▶ **Work instruction**: Each entry must be restated word for word, with nothing omitted.

** Data supplied follows **

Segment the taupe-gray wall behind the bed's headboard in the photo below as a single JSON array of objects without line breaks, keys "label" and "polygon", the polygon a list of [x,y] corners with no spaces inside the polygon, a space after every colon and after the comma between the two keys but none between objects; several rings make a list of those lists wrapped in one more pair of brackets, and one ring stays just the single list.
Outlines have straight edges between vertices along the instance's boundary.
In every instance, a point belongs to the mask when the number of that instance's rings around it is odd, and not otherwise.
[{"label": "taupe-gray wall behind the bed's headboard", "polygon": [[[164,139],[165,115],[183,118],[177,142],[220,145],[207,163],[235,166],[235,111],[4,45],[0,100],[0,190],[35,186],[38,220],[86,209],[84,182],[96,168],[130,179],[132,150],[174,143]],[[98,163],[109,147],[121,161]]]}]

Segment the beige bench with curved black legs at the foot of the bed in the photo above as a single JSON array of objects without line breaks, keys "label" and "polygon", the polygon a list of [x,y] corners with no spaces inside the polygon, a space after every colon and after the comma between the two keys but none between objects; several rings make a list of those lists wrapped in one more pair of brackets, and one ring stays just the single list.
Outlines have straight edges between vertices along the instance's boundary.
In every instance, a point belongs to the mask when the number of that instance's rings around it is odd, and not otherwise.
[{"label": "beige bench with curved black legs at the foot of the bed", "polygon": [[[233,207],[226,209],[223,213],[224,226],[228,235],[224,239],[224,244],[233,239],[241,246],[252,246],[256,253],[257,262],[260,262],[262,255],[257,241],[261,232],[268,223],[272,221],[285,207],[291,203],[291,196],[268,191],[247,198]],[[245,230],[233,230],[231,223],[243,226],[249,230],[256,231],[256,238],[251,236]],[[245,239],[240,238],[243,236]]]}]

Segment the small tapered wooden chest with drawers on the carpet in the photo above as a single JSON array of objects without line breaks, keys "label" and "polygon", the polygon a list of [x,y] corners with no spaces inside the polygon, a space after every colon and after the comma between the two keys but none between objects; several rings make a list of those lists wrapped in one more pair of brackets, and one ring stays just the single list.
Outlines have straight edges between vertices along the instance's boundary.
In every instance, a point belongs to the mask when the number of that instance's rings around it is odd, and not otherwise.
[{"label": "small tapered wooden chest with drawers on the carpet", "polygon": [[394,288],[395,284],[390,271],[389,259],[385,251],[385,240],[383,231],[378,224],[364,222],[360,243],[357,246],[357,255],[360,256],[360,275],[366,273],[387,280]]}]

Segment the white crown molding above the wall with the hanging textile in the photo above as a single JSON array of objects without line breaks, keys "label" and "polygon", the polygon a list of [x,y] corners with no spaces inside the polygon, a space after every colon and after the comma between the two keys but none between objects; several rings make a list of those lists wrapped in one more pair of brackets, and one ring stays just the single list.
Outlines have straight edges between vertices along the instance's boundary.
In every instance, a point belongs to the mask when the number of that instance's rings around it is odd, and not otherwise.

** End of Data supplied **

▶ **Exercise result**:
Segment the taupe-gray wall behind the bed's headboard in the photo below as a single JSON array of objects without line breaks, keys "label" and "polygon", the polygon a list of [x,y] corners with no spaces inside the polygon, a space after every colon and after the comma between the two keys but none between objects; several rings make a list of those lists wrapped in one more pair of brackets, and one ring stays just the single list.
Outlines have straight edges between vertices along the instance's boundary.
In every instance, a point belongs to the mask when the number of that instance's rings around it is odd, and not otherwise.
[{"label": "taupe-gray wall behind the bed's headboard", "polygon": [[[164,139],[165,115],[183,118],[177,142],[220,145],[207,163],[235,166],[235,111],[4,45],[0,100],[0,190],[35,186],[38,220],[86,209],[84,182],[96,168],[130,179],[132,150],[174,143]],[[98,163],[109,147],[121,161]]]}]

Segment the beige bench with curved black legs at the foot of the bed in the photo above as a single JSON array of objects without line breaks, keys "label" and "polygon", the polygon a list of [x,y] corners with no spaces inside the polygon, a space after every colon and after the comma between the two keys but none between objects; several rings make a list of those lists wrapped in one more pair of brackets, and one ring stays just the single list.
Outlines have straight edges between vertices along the instance's boundary.
In every instance, a point belongs to the mask when the number of that instance's rings around it is odd, and not otherwise.
[{"label": "beige bench with curved black legs at the foot of the bed", "polygon": [[[233,207],[226,209],[223,213],[224,226],[228,235],[224,239],[224,244],[233,239],[241,246],[252,246],[256,253],[257,262],[260,262],[262,255],[257,241],[261,232],[268,223],[272,221],[285,207],[291,203],[291,196],[268,191],[247,198]],[[245,230],[233,230],[231,223],[243,226],[249,230],[256,231],[256,238],[251,236]],[[245,239],[240,238],[243,236]]]}]

Segment the small tapered wooden chest with drawers on the carpet in the photo above as a single JSON array of objects without line breaks, keys "label" and "polygon", the polygon a list of [x,y] corners with no spaces inside the polygon, a space after every colon and after the comma between the two keys but none between objects; several rings make a list of those lists wrapped in one more pair of brackets, and one ring stays just the single list.
Outlines have straight edges between vertices along the instance's boundary.
In every instance, a point belongs to the mask when the number of that instance's rings around it is odd, and not otherwise.
[{"label": "small tapered wooden chest with drawers on the carpet", "polygon": [[394,288],[395,284],[390,271],[389,259],[385,251],[385,240],[383,231],[378,224],[364,222],[360,243],[357,246],[357,255],[360,256],[360,275],[366,273],[387,280]]}]

Segment the white crown molding above the wall with the hanging textile in the photo above as a single JSON array of objects without line breaks, keys "label" and "polygon", the polygon a list of [x,y] corners with no spaces inside the polygon, a space after every colon and after the comma between the two keys but none between objects; several rings make a list of those lists wrapped in one more pair of brackets, and one ring stays just the single list.
Outlines have straight edges between vertices along the instance's boundary.
In every instance, a point belongs to the mask when the number of that instance's rings around it is odd, and not otherwise.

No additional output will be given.